§ Source extract
*****

26 responses to “The academic scandal hiding within the Stanton Glantz sexual harassment scandal

  1. Glantz’s world while not nice, seems to be also very childish-petty, he sounds like somebody who has ,somehow, never had to grow up- is at heart still a five year old chucking tantrums etc

  2. Not sure if you’re aware of the size of his operation at UCSF. A quick count and it’s close to 60 very expensive individuals, many female.

    Imagine trying to keep that lot gainfully employed, what with the genuine paucity of real projects – and ego’s that border on stratospheric.

    It beggars belief that only two individuals were treated this way, or that no one is willing to verify their claims.

    I suspect that when they feel the boss is weakened, they’ll pile in to loot the corpse.

    And there’s more to this than the $20 million you mention. The recent $2 a pack increase in tax in California was intended to allocate a large chunk to smoking cessation (ie Stan’s lot).

    It’s still in dispute, however even 5% of $1.2 billion is an awful lot of money (if I recall correctly, it was supposed to be 12.5%).

*****

§ Given information
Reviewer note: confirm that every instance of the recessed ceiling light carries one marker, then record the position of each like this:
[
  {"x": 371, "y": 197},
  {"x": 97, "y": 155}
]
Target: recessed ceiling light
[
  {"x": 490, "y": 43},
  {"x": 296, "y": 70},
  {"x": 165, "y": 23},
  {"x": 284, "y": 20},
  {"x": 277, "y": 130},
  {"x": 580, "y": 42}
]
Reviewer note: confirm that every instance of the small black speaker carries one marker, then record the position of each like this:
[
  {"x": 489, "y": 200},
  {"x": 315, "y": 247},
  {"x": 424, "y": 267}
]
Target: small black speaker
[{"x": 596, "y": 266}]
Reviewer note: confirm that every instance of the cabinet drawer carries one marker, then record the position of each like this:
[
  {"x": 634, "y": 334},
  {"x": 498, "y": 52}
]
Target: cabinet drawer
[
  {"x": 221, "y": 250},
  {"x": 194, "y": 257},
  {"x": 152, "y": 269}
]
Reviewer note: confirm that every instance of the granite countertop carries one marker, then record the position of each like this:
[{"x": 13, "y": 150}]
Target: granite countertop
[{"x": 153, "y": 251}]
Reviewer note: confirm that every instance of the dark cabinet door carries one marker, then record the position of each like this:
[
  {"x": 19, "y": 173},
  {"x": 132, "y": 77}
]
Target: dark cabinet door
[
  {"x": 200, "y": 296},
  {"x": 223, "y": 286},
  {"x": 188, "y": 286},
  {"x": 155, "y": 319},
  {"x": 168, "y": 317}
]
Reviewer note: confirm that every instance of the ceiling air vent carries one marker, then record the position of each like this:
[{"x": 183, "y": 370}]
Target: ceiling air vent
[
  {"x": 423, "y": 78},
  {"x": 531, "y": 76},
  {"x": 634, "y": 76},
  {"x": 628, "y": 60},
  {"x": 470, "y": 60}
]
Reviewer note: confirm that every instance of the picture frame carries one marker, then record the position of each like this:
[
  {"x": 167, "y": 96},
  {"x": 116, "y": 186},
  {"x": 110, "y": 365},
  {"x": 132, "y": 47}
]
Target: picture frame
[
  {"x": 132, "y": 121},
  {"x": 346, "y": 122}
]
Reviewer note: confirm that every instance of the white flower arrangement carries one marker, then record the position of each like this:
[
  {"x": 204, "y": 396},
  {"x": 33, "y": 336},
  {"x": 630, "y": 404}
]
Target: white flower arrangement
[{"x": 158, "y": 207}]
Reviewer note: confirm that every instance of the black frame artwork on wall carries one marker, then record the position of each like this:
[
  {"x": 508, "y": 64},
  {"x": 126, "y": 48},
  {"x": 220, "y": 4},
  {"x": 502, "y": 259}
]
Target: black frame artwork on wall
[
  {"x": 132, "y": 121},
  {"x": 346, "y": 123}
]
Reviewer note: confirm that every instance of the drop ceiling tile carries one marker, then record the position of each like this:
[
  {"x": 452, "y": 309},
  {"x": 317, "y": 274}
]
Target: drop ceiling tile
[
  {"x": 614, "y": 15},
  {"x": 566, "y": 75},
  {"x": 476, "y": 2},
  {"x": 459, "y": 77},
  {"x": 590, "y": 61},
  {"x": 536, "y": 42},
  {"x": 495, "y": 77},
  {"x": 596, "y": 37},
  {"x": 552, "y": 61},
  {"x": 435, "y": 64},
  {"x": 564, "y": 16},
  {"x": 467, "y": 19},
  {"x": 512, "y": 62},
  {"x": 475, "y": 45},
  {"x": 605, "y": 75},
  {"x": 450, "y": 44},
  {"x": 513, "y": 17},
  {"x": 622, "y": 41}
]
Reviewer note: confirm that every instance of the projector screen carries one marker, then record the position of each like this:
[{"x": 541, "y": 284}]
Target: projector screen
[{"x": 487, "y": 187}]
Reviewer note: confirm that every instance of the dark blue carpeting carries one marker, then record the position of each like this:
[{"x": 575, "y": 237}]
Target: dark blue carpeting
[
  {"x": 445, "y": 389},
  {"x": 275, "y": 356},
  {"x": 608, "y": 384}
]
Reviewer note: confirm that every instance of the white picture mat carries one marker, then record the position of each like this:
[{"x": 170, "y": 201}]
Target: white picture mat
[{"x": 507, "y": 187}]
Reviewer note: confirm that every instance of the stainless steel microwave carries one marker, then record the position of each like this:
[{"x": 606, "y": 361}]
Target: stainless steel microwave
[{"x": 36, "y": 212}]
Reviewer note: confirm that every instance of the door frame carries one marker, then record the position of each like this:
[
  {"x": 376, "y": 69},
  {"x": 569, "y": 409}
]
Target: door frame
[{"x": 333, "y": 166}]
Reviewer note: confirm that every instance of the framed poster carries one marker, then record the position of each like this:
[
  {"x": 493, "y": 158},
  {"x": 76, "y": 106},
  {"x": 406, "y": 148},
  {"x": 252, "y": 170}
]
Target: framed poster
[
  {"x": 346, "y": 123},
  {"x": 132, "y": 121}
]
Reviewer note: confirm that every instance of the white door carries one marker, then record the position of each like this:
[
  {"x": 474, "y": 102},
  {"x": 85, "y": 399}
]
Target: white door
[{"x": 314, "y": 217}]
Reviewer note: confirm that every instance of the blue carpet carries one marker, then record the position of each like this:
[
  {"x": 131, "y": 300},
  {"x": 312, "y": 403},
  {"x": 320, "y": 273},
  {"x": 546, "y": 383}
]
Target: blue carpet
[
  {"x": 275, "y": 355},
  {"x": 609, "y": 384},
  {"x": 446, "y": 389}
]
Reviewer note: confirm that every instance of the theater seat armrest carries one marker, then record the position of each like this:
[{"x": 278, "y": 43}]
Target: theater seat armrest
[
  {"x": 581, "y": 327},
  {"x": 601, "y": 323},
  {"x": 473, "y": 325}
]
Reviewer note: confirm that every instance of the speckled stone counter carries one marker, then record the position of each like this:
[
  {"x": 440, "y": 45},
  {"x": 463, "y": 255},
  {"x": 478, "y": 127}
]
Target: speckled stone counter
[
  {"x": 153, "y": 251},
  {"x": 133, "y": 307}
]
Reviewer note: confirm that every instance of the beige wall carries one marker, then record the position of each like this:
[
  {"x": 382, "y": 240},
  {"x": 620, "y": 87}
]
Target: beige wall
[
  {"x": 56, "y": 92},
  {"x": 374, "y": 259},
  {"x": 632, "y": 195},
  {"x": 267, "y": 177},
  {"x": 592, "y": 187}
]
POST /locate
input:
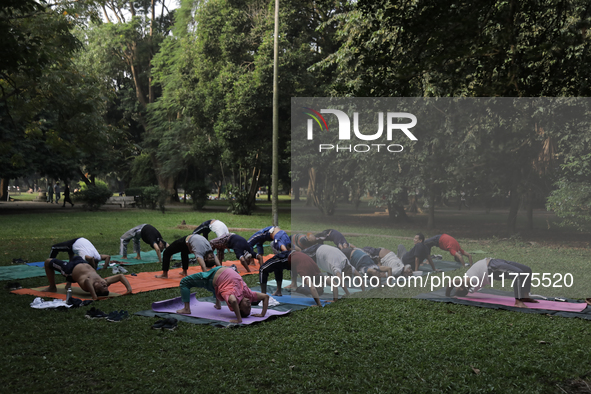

*****

In the comment thread, why does the second commenter say there is more to the matter than the $20 million? Answer in one to three sentences. The records were taken from a different source than the comment thread.

§ Task response
The recent $2-a-pack tax increase in California was intended to allocate a large chunk to smoking cessation, which the commenter identifies as "Stan's lot." Although that allocation is still in dispute, the commenter notes that even 5% of $1.2 billion is an awful lot of money, and recalls that the share was supposed to be 12.5%.